Reproduce every line of the listing below, requests included, and shift each pixel coordinate in the answers by adding 81 to it. Omit the pictures from your output.

## ROWS
==========

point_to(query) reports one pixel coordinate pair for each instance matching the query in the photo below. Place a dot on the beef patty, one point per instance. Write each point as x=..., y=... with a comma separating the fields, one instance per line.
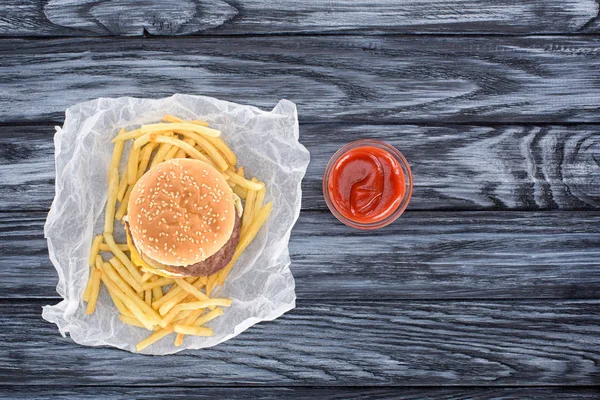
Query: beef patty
x=213, y=263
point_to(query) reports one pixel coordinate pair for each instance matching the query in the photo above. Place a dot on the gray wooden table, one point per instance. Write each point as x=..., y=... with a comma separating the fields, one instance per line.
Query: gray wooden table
x=488, y=286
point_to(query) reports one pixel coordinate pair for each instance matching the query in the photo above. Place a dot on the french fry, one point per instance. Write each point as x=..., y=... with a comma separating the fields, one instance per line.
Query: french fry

==========

## RESPONSE TO THE TASK
point_to(query) reports one pixel coordinate pair for each instance matching the query in the photo below. Place a dot on the beef patty, one point per instance. Write each point as x=..., y=... with a comma separating the fields, one instance per line.
Query: beef patty
x=294, y=344
point_to(query) reports one pixel coordinate pair for each instance matching the query in the photo above. Place a dot on the gray wooden table, one point per instance. Write each point as x=..., y=... with a comma separating the fields, one instance per line.
Query: gray wooden table
x=569, y=367
point_to(query) reports one pixel coordinate pair for each instance matching the query in the photo above. Place a dot on the french fry, one point per instance. Write each point as x=..., y=... with a comma separating the fields, one instance per line.
Query: french fry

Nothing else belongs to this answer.